## EXERCISE REQUIREMENTS
The entries that follow should come back exactly, with no pictures among them.

[Stored data entries]
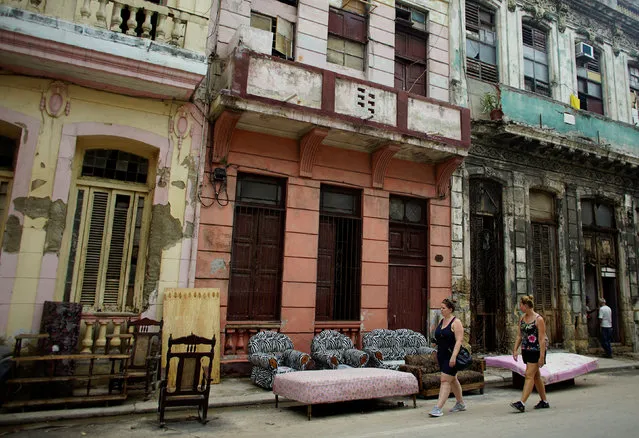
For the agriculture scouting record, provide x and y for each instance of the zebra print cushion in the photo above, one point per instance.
(269, 342)
(330, 349)
(393, 345)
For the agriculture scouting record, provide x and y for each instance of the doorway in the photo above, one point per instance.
(487, 278)
(407, 292)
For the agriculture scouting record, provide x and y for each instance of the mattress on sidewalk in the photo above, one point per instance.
(559, 366)
(329, 386)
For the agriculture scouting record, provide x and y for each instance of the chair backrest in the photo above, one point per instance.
(189, 372)
(269, 342)
(331, 340)
(147, 341)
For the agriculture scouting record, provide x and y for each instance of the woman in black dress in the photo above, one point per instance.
(532, 339)
(449, 336)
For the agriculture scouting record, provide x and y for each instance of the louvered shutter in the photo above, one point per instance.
(94, 244)
(472, 17)
(117, 260)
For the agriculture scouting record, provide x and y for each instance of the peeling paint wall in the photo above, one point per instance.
(37, 234)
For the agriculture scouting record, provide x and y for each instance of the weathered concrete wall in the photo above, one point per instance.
(36, 241)
(519, 174)
(265, 154)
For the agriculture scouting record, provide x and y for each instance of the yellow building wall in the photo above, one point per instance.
(24, 95)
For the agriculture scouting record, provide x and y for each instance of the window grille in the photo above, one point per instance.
(339, 255)
(536, 76)
(481, 50)
(589, 82)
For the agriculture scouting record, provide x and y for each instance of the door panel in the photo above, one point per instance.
(545, 279)
(407, 277)
(325, 271)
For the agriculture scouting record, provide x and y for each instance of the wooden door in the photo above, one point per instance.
(256, 264)
(325, 298)
(545, 279)
(407, 293)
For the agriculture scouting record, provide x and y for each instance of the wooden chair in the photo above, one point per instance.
(187, 380)
(146, 353)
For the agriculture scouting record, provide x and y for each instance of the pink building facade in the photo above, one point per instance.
(326, 197)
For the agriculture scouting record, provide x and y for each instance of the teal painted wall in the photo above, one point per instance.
(525, 108)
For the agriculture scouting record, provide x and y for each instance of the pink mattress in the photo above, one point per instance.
(329, 386)
(559, 366)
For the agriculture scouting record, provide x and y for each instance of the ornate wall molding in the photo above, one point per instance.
(222, 134)
(55, 100)
(309, 145)
(379, 162)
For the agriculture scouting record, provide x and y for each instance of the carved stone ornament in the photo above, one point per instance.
(182, 124)
(55, 100)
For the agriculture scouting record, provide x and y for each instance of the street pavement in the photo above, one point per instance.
(598, 405)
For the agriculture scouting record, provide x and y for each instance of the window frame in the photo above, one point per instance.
(404, 27)
(338, 30)
(538, 86)
(586, 81)
(474, 34)
(89, 183)
(274, 34)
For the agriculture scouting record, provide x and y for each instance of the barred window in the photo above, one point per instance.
(481, 43)
(536, 76)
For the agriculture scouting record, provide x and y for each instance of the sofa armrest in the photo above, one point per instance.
(415, 371)
(325, 359)
(296, 359)
(375, 356)
(426, 350)
(264, 360)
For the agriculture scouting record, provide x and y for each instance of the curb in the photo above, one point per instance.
(151, 406)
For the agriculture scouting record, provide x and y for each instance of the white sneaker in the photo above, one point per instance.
(436, 412)
(458, 407)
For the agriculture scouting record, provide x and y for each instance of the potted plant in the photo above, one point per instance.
(491, 105)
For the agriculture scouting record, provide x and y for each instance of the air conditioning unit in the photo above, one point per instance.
(584, 52)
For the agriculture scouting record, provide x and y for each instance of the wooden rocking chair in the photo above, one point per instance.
(146, 353)
(187, 380)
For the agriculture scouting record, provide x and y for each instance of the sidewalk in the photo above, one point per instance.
(241, 392)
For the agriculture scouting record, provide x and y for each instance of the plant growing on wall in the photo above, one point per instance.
(491, 104)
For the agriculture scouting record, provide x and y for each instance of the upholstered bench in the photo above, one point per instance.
(331, 386)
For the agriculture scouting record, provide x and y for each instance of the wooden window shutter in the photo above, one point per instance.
(284, 37)
(472, 17)
(94, 244)
(117, 260)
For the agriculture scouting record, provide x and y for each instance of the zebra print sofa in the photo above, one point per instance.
(272, 353)
(330, 349)
(388, 348)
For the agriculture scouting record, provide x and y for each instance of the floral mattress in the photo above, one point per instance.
(559, 366)
(329, 386)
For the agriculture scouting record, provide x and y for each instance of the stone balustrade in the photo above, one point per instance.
(103, 334)
(139, 18)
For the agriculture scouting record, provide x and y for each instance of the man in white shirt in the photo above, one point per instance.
(605, 318)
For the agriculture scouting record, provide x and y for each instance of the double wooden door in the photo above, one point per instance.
(407, 290)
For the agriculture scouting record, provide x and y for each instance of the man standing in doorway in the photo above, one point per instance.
(605, 318)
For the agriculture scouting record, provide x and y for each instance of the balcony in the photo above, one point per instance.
(131, 47)
(274, 96)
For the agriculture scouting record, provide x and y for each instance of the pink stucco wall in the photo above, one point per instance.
(260, 153)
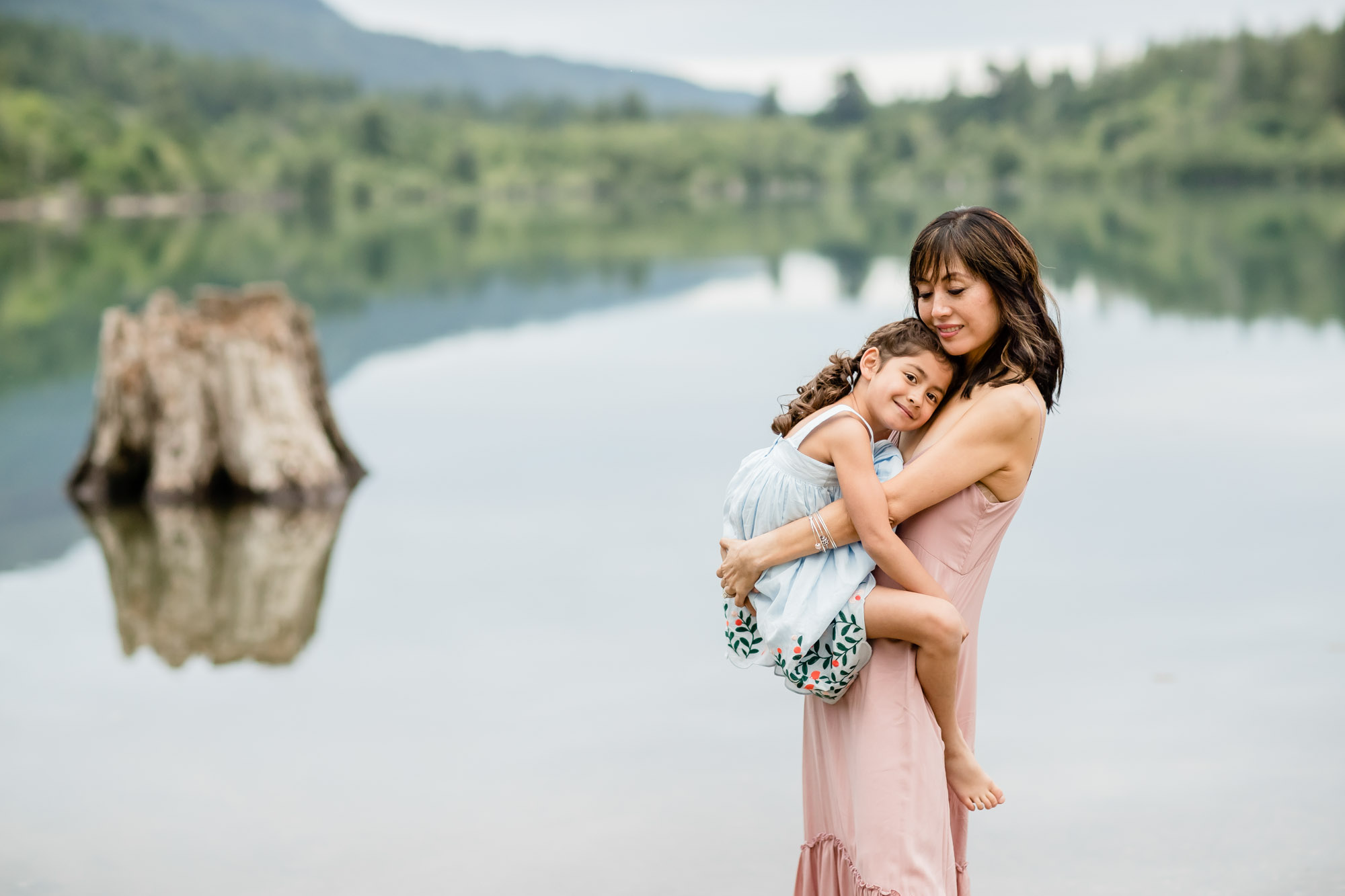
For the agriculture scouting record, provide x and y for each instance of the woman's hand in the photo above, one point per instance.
(739, 571)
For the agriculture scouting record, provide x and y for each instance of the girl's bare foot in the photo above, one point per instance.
(969, 780)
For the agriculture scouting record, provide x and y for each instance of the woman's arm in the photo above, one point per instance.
(978, 446)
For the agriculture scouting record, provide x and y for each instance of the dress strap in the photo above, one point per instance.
(800, 434)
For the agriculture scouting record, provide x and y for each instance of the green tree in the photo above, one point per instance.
(851, 104)
(376, 136)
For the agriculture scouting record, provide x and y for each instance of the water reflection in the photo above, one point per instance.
(227, 584)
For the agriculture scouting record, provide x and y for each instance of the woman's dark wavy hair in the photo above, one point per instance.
(1028, 345)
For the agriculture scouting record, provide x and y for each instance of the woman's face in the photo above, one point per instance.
(962, 309)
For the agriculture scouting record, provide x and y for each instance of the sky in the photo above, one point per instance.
(898, 48)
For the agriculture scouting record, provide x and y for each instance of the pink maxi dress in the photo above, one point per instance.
(878, 811)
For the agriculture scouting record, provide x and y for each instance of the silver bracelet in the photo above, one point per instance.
(832, 542)
(817, 533)
(822, 538)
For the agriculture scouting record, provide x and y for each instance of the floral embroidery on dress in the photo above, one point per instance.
(825, 669)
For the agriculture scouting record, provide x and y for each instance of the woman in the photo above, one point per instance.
(876, 805)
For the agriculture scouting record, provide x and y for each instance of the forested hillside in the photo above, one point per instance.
(106, 116)
(309, 36)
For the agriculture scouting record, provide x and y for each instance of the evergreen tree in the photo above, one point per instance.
(851, 104)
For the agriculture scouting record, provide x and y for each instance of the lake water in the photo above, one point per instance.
(500, 669)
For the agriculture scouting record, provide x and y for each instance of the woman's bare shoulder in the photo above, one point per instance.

## OUTPUT OF THE EXERCISE
For the agriculture scouting record, provide x and y for each instance of the zebra print cushion in the photo above, one point per instance.
(269, 342)
(330, 349)
(393, 345)
For the agriculture scouting record, provide x and y for each instance of the doorway in the photo above, one point per instance.
(487, 278)
(407, 292)
For the agriculture scouting record, provide x and y for each instance of the mattress on sidewalk in the photo above, one point per instance.
(559, 366)
(329, 386)
For the agriculture scouting record, provide x and y for each instance of the chair backrest in the photo above, one point per instance.
(189, 372)
(269, 342)
(331, 340)
(147, 341)
For the agriculture scouting record, provide x and y for each instance of the woman in black dress in the photo above, one point per instance.
(532, 339)
(449, 336)
For the agriculture scouting record, provide x and y for each instance of the louvered shutter in the photo above, one point per instance.
(94, 244)
(472, 17)
(117, 260)
For the agriculture scouting record, provide x and y for each instance of the peeling paint wall in the photo above, one point per instance.
(37, 234)
For the agriculture scouting record, provide x and y for each instance of the weathered concrete wall in the photo above, one point per instance.
(36, 241)
(519, 174)
(265, 154)
For the agriculture scouting record, provide x and y for each instance of the yellow building wall in the photo above, one point per instance.
(24, 95)
For the agriculture scouting record, provide x and y for each instance of the window grille in the photo above, one point per instance.
(339, 255)
(536, 76)
(481, 50)
(589, 82)
For the agriculture scouting record, provide x and y for each instance of the door panel in the photo above, one point per instance.
(545, 279)
(407, 277)
(325, 271)
For the agriculture scouting record, provide x and y for each instance of the wooden door in the photo above, one point per instance.
(256, 264)
(325, 298)
(545, 279)
(407, 293)
For the agriculture scouting record, provide x and y for each instance of the wooden chair in the photo above, one point per instance.
(187, 380)
(146, 353)
For the agriculture scouting record, provide x and y for each instance of the pink building facade in the photo above, one point per instance.
(326, 197)
For the agriculture scouting record, provide x and y for each instance of the teal painted wall in the photo above, one point per instance.
(525, 108)
For the agriculture scouting record, provide x and y for each instance of the pink mattress in the photo above, one point per instance.
(329, 386)
(559, 366)
For the agriculture scouting record, provide x and y for each instance of the ornate wall molding in the photo above, one point per instance.
(222, 134)
(55, 100)
(309, 145)
(379, 162)
For the agriculture scouting record, provide x and y for each instance of the carved stone ornament in the photo above, one point per instance.
(182, 124)
(55, 100)
For the agriculture scouting record, provide x and y for each instance of the street pavement in the photo above, one point per instance.
(598, 405)
For the agriculture scouting record, provide x and y for each instance of the window frame in the photo above, one point per instance.
(404, 27)
(338, 30)
(538, 86)
(586, 81)
(474, 34)
(89, 183)
(274, 34)
For the agriculture scouting record, provide x and y for each instance of the barred window in the photo above, one point per instance.
(481, 43)
(536, 76)
For the agriculture scouting record, provide x and y for each instance of the sofa armrest in the photo above, one point per instance.
(415, 371)
(325, 359)
(296, 359)
(375, 356)
(426, 350)
(264, 360)
For the agriculture scouting record, provide x and y for each instance of the curb in the photo above, one point per instance.
(151, 406)
For the agriculture scouting record, provide x and y for each instance of the white sneaker in the photo above, one point per instance.
(436, 412)
(458, 407)
For the agriculture scouting record, provide x and y for each instance of the potted plant in the photo above, one point per instance.
(491, 105)
For the agriculture scouting record, provide x and y for each instance of the air conditioning unit in the photo above, one point per instance.
(584, 52)
For the agriculture scouting record, provide x and y for each instance of the wooden rocking chair in the photo above, one point per instance.
(146, 353)
(187, 380)
For the agriculture scouting record, provide x and y for each instance of the sidewalk in the photo above, one point per instance.
(241, 392)
For the agriculture scouting record, provide x and y for each instance of the plant growing on wall in the photo above, one point per instance.
(491, 104)
For the agriculture scouting record, provide x and y for each instance of the upholstered bench in the photo above, one point per instance.
(331, 386)
For the agriculture scouting record, provide x and y for each instance of the wooden window shutter in the photo above, one point per instance.
(284, 37)
(472, 17)
(94, 244)
(117, 260)
For the agriculture scouting record, provide x and y for each instance of the zebra print sofa in the photo above, one point per instance.
(272, 353)
(330, 349)
(388, 348)
For the agriculture scouting record, provide x and y for each instance of the floral mattress in the photo above, one point per instance.
(559, 366)
(329, 386)
For the agriculture scouting record, provide x and y for each instance of the stone balustrade in the photo above, one point per instance.
(103, 334)
(139, 18)
For the agriculture scouting record, provide x and y for each instance of the man in white shirt in the photo above, one point per instance.
(605, 318)
For the agriculture scouting record, provide x and y for each instance of the double wooden door in the photo above, one point per instance.
(407, 290)
For the agriculture scouting record, provide x and y for each instance of the man standing in doorway in the photo above, one point per instance.
(605, 318)
For the agriculture scouting record, provide x and y for each instance of the balcony in the photo above, one point per instance.
(131, 47)
(274, 96)
For the agriculture scouting record, provide x and y for each instance of the pink stucco wall in the photo above, one point per instance.
(260, 153)
For the agriculture scouting record, provide x and y for each instance of the woman's hand in the photo above, one point per instance.
(739, 571)
For the agriculture scouting record, provide x and y for each instance of the girl's bare foot in the photo above, one point per instance.
(969, 780)
For the agriculture scouting record, provide x and y for each instance of the woman's arm in the photo above, one point per instance.
(978, 446)
For the agriculture scouting record, provide x and y for each instance of the dress strap in the photo above, one point per instance.
(800, 434)
For the agriculture scouting record, provide x and y for each instance of the green tree in the photo above, one point per instance.
(851, 104)
(376, 136)
For the agriculture scouting record, provide x and y for each instance of the water reflection in the photo above, one point per instance.
(227, 584)
For the agriculture scouting record, provide x and y for each instance of the woman's dark wavy hair in the photo above, one point per instance.
(1028, 345)
For the agriculture scouting record, provide x and y for each instance of the woman's face in the photo above, one point per instance.
(962, 309)
For the agriculture scouting record, provide x and y for each instance of the sky in the photo above, one point per instance.
(898, 48)
For the agriculture scouting record, provide x and y for each instance of the pink maxi dress in the photo above, one point per instance.
(878, 811)
For the agriculture scouting record, provide x and y for each instance of the silver bracelet in the photo above, one point per instance.
(832, 542)
(817, 533)
(822, 538)
For the agriculture scouting record, provide x and y for each instance of the floral embroidery on dress in the photo above, one point per instance.
(825, 669)
For the agriculture scouting record, provide x and y for each instance of the woman in the photo above, one point per instance.
(876, 805)
For the agriculture scouting record, provide x and y for each instance of the forested hillside in the photo above, one point per instance.
(106, 116)
(309, 36)
For the agriculture scouting record, provide x and y for each instance of the evergreen tree in the photo above, one point per instance.
(851, 104)
For the agriculture scouting record, provide x and y for each instance of the lake water in the photo above, one point per instance.
(500, 669)
For the agriculture scouting record, provide x and y for each instance of the woman's bare shoulder in the photo above, one point per instance.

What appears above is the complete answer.